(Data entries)

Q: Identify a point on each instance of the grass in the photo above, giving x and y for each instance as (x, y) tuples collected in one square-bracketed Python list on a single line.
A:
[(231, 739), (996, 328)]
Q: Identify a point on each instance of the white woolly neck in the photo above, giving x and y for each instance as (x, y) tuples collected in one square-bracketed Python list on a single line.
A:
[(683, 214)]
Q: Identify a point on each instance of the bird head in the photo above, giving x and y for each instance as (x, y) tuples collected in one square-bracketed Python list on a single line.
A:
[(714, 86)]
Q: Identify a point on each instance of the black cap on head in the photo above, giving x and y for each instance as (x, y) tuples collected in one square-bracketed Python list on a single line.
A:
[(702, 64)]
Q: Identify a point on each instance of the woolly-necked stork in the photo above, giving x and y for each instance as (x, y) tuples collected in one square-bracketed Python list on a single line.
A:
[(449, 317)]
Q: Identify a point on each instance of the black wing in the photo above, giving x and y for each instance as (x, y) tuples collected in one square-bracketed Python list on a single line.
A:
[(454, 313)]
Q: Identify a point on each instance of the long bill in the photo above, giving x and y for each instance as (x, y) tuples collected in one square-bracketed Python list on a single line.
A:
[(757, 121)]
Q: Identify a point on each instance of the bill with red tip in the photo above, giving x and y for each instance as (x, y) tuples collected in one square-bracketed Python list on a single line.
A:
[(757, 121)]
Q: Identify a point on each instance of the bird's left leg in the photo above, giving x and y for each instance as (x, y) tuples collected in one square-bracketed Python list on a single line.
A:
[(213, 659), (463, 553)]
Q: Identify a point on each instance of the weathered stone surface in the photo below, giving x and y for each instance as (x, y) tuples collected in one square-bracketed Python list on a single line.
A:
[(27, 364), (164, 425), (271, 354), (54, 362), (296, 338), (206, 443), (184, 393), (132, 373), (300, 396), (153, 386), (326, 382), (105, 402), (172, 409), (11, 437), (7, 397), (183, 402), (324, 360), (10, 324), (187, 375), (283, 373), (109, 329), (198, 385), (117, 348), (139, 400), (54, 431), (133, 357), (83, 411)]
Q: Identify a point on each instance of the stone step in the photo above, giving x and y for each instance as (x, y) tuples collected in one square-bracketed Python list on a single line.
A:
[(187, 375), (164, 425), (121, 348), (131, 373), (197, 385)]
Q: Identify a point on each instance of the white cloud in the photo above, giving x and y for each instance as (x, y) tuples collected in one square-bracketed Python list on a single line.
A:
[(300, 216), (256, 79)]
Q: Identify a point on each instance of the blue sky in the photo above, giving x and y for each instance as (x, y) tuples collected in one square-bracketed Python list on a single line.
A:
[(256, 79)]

- **Instructions to follow**
Reproduce every line between the one containing "Q: Identify a point on each instance of the weathered" and the one containing "[(187, 375), (164, 425), (121, 348), (131, 373), (197, 385)]", inclusive, shifting each coordinate in the answers up by 41 and leaving everything else unchanged.

- **Task solution**
Q: Identify a point on each instance of the weathered stone surface in the photo below, giving x and y for each instance as (x, y) tuples collected in one square-bracketed Python list on a single line.
A:
[(68, 405), (205, 466), (312, 395), (95, 403), (337, 379), (247, 484), (225, 434), (173, 414), (341, 437), (194, 427), (367, 423), (146, 443), (213, 450), (52, 478), (48, 438), (224, 443), (365, 401), (51, 365), (228, 416), (324, 414), (150, 370), (239, 426), (158, 389), (180, 441), (95, 472), (174, 398), (124, 452)]
Q: Identify a point on each instance of the stone step in the photo above, giving x and y for each instance as (x, y) tuples collected in one square-bracketed Python list on a single line.
A:
[(228, 416), (205, 466), (162, 389), (172, 414), (238, 426)]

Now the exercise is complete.